Task details. Convert the material below into a JSON array of strings with one string per line, leaving out any blank lines.

Task material.
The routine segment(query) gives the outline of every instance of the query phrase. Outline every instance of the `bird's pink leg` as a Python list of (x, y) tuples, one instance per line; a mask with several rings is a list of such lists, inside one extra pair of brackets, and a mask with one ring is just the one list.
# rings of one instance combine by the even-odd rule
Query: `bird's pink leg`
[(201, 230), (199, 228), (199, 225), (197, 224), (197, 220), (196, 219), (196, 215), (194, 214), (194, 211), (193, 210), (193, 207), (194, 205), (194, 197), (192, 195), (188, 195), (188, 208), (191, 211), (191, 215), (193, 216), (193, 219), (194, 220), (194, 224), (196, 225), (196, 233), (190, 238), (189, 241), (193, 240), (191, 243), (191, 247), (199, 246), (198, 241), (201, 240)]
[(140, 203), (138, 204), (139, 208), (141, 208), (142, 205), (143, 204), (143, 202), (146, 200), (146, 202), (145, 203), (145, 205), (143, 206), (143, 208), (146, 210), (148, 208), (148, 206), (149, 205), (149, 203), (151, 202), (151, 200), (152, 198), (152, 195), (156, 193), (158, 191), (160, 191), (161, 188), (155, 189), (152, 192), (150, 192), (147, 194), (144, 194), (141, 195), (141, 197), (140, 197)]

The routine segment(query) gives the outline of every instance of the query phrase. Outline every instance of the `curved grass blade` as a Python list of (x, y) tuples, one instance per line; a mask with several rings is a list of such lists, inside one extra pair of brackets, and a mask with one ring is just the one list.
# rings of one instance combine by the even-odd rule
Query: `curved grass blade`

Answer for this exercise.
[
  "The routine segment(query) gives the outline of every instance of the query phrase. Outline every instance of the `bird's pink leg` as a Python list of (x, y) tuples, one instance per line; a mask with several rings is a list of such lists, inside one extra pair of brackets, and a mask with one ring is just the one list.",
  "# rings of one instance combine by the even-odd rule",
  "Query: `bird's pink leg`",
  "[(201, 230), (199, 228), (199, 225), (197, 224), (197, 220), (196, 219), (196, 215), (194, 214), (194, 211), (193, 210), (193, 207), (194, 205), (194, 197), (192, 195), (188, 195), (188, 208), (191, 211), (191, 215), (193, 216), (193, 219), (194, 220), (194, 224), (196, 225), (196, 233), (190, 238), (189, 241), (193, 240), (191, 243), (191, 247), (199, 246), (198, 241), (201, 240)]",
  "[(140, 203), (138, 204), (139, 208), (141, 208), (142, 205), (143, 204), (143, 202), (146, 200), (146, 202), (145, 203), (145, 205), (143, 206), (143, 208), (146, 210), (148, 208), (148, 206), (149, 205), (149, 203), (151, 202), (151, 200), (152, 198), (152, 195), (156, 193), (158, 191), (160, 191), (161, 188), (155, 189), (152, 192), (150, 192), (147, 194), (144, 194), (141, 195), (141, 197), (140, 197)]",
  "The routine segment(query) gives the outline of every instance of the query phrase. Outline every instance of the `curved grass blade` as a Python list of (x, y) tuples, one instance per line; a mask with several rings is a list of such lists, inside one extra pair of brackets, and a mask with one ring is just the one list.",
  "# rings of one instance combine by the even-odd rule",
  "Query: `curved grass blade`"
]